_Tarea_:
Devuelve cada línea de los registros que siguen, sin cambiar nada.

_Datos proporcionados_:
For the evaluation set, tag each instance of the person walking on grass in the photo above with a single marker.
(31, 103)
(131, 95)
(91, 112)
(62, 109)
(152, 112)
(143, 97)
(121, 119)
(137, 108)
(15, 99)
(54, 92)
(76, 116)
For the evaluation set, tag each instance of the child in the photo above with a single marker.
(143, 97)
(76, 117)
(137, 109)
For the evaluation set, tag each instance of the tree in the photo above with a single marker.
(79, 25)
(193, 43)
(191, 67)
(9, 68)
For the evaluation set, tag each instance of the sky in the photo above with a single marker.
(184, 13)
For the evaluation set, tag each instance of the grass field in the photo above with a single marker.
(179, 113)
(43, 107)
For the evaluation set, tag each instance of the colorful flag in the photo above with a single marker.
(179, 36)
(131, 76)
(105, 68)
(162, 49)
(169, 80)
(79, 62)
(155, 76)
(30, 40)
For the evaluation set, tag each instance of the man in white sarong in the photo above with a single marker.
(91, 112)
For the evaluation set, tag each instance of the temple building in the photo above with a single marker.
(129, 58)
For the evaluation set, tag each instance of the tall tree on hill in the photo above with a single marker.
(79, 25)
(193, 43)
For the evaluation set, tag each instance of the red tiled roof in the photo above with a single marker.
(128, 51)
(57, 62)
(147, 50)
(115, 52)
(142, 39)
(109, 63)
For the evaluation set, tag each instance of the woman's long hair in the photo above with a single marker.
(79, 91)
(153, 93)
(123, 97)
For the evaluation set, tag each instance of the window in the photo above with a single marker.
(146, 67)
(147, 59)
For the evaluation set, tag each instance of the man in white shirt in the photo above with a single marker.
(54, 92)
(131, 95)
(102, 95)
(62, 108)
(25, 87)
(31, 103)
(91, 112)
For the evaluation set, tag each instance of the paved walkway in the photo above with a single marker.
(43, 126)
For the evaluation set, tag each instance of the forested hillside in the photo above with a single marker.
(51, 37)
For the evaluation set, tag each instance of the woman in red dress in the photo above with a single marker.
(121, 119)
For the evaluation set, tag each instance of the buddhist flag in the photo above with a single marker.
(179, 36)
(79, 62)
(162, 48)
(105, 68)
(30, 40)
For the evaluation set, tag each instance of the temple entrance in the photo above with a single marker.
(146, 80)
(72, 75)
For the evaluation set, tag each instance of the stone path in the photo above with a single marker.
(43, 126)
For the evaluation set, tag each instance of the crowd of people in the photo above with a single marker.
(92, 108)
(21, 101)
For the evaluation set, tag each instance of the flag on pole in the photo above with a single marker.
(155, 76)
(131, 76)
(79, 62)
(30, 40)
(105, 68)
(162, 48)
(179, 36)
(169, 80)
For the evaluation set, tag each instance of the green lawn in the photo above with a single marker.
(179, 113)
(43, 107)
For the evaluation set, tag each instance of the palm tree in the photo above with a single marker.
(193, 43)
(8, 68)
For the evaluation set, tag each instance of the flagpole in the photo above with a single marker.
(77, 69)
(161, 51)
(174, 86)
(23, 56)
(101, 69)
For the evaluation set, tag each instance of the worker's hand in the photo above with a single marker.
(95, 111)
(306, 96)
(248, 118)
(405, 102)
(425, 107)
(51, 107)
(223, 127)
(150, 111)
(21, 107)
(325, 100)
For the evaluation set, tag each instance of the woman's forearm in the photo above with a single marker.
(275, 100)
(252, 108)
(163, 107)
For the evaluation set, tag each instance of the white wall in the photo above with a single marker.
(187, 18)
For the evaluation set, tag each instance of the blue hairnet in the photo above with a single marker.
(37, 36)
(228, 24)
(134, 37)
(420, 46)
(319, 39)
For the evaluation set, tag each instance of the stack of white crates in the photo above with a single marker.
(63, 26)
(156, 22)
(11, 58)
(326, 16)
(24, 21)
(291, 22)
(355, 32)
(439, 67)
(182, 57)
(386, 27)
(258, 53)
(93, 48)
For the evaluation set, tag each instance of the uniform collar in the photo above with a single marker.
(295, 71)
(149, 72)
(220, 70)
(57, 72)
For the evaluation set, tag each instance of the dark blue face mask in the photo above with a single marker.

_Resultado_:
For the evaluation set, tag each instance of the person walking on grass in the photo above with a single marker.
(31, 103)
(131, 95)
(91, 112)
(62, 109)
(152, 112)
(143, 97)
(121, 119)
(137, 108)
(15, 99)
(54, 92)
(76, 116)
For the evaluation set, tag each instance of the child in the photo above with a single marker.
(143, 97)
(76, 117)
(137, 109)
For the evaluation set, tag each instance of the tree in the photo above with a single marker.
(79, 25)
(193, 43)
(191, 67)
(9, 68)
For the evaluation set, tag each instance of the sky in the photo above with a single marker.
(184, 13)
For the evaluation set, tag each instance of the grass field in the photo above with a single marker.
(179, 113)
(43, 107)
For the evaluation set, tag each instance of the colorful flag in the photo above with a single marker.
(179, 36)
(131, 76)
(105, 68)
(162, 49)
(169, 80)
(79, 62)
(155, 76)
(30, 40)
For the evaluation set, tag each instance of the man in white sarong in the photo above with a single marker.
(91, 112)
For the evaluation set, tag each instance of the temple building in the photo above with a single marker.
(129, 58)
For the evaluation set, tag each instance of the tall tree on hill in the photo above with a single marker.
(79, 25)
(193, 43)
For the evaluation set, tag each instance of the red tiled roof in the photo above with a single marker.
(128, 51)
(57, 62)
(147, 50)
(115, 52)
(142, 39)
(109, 63)
For the evaluation set, tag each instance of the woman's long hair in the photo above with a single marker.
(79, 91)
(153, 93)
(123, 97)
For the evaluation set, tag each instance of the window in the photo above with a single marker.
(146, 67)
(147, 59)
For the evaluation set, tag each instance of the man in white shirt in the photo above with a single marker.
(54, 92)
(131, 95)
(102, 95)
(62, 108)
(25, 87)
(31, 103)
(91, 112)
For the evaluation set, tag each instance of the paved walkway in the photo above with a single marker.
(43, 126)
For the evaluation set, tag each instance of the forested hillside in the photo above with a single marker.
(51, 37)
For the evaluation set, tag each instance of the woman in red dress in the photo above with a single marker.
(121, 119)
For the evaluation set, tag each instance of the buddhist flag in the photo above with a single marker.
(179, 36)
(79, 62)
(162, 48)
(105, 68)
(30, 40)
For the evaluation set, tag each instance of the temple entrance in the photo above with a single marker.
(146, 80)
(72, 75)
For the evaluation set, tag each instance of the stone path in the photo above with a single marker.
(43, 126)
For the evaluation set, tag each instance of the crowd of people in the photo above with a single marker.
(92, 108)
(21, 101)
For the evaluation set, tag each instance of the flag on pole in the photo above with a single marker.
(155, 76)
(131, 76)
(79, 62)
(30, 40)
(105, 68)
(162, 48)
(179, 36)
(169, 80)
For the evaluation set, tag each instance of the green lawn in the photo above with a single marker.
(179, 113)
(43, 107)
For the evaluation set, tag each instance of the palm tree in the photo above with a single marker.
(193, 43)
(8, 68)
For the evaluation set, tag each instance of the flagpole in the photo above with a single marker.
(77, 69)
(161, 51)
(174, 86)
(23, 56)
(101, 69)
For the evaluation set, tag each instance of the worker's hand in the photo above with a single marker.
(95, 111)
(306, 96)
(248, 118)
(405, 102)
(425, 107)
(51, 107)
(223, 127)
(150, 111)
(21, 107)
(325, 100)
For the evaluation set, tag each instance of the woman's forearm in the photo above with a single marker.
(275, 100)
(252, 108)
(163, 107)
For the evaluation set, tag each instance of the white wall in the photo above with a single marker.
(187, 18)
For the evaluation set, tag each instance of the blue hairnet in the photo above with a single marker.
(37, 36)
(228, 24)
(134, 37)
(420, 46)
(319, 39)
For the evaluation set, tag each instance of the stack of white crates in the photo above with a single marker.
(63, 26)
(156, 22)
(11, 58)
(326, 16)
(24, 21)
(291, 22)
(355, 32)
(439, 67)
(182, 57)
(386, 27)
(258, 53)
(93, 48)
For the evaluation set, tag each instance of the uniform collar in the photo above with a single marker.
(295, 71)
(149, 72)
(220, 70)
(57, 72)
For the evaluation set, tag each instance of the dark blue face mask in the photo above with a single marker.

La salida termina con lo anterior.